**Work to do**
Update the records from the line with "such as [219,83]." through the end of the records, changing "white wall" to "stucco wall" and keeping everything else the same. Give only those lines.

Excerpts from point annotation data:

Begin

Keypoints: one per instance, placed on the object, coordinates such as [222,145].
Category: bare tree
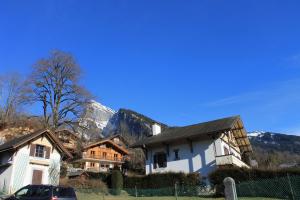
[54,84]
[12,87]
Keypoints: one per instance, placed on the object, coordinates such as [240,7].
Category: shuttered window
[40,151]
[160,160]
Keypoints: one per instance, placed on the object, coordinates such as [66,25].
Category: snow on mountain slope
[95,118]
[255,134]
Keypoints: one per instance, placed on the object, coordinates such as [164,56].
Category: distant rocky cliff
[130,124]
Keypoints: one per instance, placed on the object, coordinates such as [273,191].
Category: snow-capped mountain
[275,149]
[98,114]
[256,134]
[94,119]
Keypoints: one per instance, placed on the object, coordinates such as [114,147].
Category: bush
[243,174]
[162,180]
[83,184]
[116,182]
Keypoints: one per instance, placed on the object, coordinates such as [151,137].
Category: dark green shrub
[243,174]
[116,182]
[162,180]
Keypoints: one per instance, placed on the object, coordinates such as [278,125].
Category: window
[61,192]
[226,151]
[160,160]
[39,151]
[24,192]
[176,154]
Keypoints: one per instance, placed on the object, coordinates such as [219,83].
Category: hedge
[116,182]
[243,175]
[162,180]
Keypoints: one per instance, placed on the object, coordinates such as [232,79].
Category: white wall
[202,159]
[23,165]
[5,178]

End

**Worked answer**
Keypoints: one per instance, placed on the object, coordinates such as [219,83].
Category: hedge
[116,182]
[243,175]
[162,180]
Keypoints: one per instance, placed on the object, coordinates such as [232,79].
Category: stucco wall
[202,159]
[23,165]
[5,178]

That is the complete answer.